(Data rows)
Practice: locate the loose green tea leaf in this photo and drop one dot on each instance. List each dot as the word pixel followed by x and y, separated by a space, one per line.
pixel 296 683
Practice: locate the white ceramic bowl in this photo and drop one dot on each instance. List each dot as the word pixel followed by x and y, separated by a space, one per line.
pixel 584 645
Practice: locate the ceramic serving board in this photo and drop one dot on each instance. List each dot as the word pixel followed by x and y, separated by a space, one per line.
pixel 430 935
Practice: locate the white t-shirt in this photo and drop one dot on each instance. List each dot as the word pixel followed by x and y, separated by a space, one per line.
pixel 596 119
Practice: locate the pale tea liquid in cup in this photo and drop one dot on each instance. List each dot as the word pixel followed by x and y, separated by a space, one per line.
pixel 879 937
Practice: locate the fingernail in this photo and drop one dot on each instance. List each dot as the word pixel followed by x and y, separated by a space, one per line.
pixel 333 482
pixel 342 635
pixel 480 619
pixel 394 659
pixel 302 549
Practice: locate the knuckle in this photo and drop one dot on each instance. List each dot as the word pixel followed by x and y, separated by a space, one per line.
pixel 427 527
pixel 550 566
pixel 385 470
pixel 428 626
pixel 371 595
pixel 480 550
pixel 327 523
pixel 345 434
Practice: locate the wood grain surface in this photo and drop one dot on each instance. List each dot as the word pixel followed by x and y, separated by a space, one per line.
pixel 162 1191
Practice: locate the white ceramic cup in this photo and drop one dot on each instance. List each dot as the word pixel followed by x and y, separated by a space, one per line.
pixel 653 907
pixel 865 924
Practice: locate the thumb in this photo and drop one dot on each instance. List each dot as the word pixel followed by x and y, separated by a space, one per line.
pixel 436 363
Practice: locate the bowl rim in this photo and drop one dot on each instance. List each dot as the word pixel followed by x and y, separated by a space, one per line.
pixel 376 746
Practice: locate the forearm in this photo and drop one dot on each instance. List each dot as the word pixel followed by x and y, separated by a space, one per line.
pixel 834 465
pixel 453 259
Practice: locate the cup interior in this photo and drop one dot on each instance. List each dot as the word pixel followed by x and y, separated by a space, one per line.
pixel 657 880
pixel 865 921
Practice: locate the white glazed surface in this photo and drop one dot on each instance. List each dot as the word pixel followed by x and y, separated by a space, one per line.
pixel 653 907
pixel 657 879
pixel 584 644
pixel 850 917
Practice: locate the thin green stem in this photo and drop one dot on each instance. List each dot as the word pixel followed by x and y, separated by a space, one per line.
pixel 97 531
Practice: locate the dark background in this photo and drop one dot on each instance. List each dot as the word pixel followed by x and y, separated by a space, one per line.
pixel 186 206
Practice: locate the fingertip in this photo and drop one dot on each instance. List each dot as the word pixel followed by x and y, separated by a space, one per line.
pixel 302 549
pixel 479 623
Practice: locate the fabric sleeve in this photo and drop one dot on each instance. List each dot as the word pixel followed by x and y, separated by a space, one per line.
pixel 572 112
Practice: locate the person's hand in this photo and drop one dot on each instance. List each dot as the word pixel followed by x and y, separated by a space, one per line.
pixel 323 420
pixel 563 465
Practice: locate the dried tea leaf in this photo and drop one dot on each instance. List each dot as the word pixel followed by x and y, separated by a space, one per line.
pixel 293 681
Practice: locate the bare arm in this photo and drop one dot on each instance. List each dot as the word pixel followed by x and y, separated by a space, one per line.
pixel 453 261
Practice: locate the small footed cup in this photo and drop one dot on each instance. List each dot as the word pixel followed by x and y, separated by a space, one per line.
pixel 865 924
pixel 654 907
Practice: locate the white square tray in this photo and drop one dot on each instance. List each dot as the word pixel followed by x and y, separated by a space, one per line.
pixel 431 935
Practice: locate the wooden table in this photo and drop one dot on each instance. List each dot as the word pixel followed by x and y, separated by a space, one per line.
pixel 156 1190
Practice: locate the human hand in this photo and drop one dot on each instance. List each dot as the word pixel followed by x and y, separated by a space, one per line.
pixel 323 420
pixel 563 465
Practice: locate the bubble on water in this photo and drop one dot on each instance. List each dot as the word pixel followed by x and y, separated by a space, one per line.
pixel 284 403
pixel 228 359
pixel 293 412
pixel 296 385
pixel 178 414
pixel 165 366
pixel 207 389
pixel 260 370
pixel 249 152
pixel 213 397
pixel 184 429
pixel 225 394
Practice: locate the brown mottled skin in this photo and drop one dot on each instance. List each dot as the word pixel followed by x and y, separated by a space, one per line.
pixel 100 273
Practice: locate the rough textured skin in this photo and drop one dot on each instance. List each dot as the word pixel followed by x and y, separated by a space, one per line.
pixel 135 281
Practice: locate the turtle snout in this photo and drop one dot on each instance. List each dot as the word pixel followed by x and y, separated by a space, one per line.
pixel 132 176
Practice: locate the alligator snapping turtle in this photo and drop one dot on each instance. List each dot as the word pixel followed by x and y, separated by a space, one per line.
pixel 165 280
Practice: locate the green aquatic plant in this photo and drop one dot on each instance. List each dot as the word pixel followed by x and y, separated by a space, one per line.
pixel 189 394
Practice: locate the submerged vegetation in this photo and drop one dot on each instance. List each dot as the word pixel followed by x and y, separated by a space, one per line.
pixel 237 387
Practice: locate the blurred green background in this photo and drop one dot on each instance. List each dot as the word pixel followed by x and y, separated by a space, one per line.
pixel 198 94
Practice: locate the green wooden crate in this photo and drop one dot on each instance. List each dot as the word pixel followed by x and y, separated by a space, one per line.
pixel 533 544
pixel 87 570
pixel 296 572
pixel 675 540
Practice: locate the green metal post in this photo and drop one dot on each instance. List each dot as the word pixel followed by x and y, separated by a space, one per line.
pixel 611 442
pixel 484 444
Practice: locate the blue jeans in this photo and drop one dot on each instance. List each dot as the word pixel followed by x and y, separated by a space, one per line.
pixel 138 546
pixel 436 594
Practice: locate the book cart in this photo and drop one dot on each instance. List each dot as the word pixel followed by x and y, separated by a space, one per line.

(Description of the task) Reproduce the lines of the listing above verbatim, starting with the line that contains "Practice: locate the pale" and going on through the line that contains "pixel 865 921", both included.

(Answer to the exercise)
Practice: locate the pale tea liquid in cup in this photo and drop one dot on each instance. List each dot as the word pixel followed by x and y, separated by a space, one per line.
pixel 879 937
Practice: locate the fingernail in this photo and drop one dot on each instance. List each dot as the word pixel followed by x and y, separated by a space, one per line.
pixel 333 482
pixel 342 635
pixel 480 619
pixel 394 659
pixel 302 549
Practice: locate the knuckle in this photo and drop one dot on each instance. List each dot as the word pixel followed by x and y, separated by a space, one per line.
pixel 427 527
pixel 550 566
pixel 385 470
pixel 428 626
pixel 371 595
pixel 480 550
pixel 327 523
pixel 345 434
Practice: locate the wood grain surface in this photo and drop one dot on each instance. List each dot as the word pixel followed by x and y, separated by a space, one per line.
pixel 162 1191
Practice: locate the white ceramic cup in this photo and drop one dot on each instance. List each dot as the word pixel followed by x and y, separated by a space, one per line.
pixel 653 907
pixel 865 924
Practice: locate the thumb in this photo and drop one dot on each instance. List each dot as the word pixel followed by x and y, separated by a space, one per line.
pixel 436 363
Practice: locate the bowl rim in this photo and drop one dot on each instance. List each dot as the word pixel followed by x and y, separated by a space, one per line.
pixel 376 746
Practice: locate the forearm in this photo and drop one dot on each instance. List each dot as the word pixel followed by x and y, separated by a space, one per line.
pixel 834 465
pixel 453 259
Practice: locate the cup interior in this photo and drop one dot on each instance. List each dot as the word pixel followed by x and y, separated by a space, one per line.
pixel 657 880
pixel 865 921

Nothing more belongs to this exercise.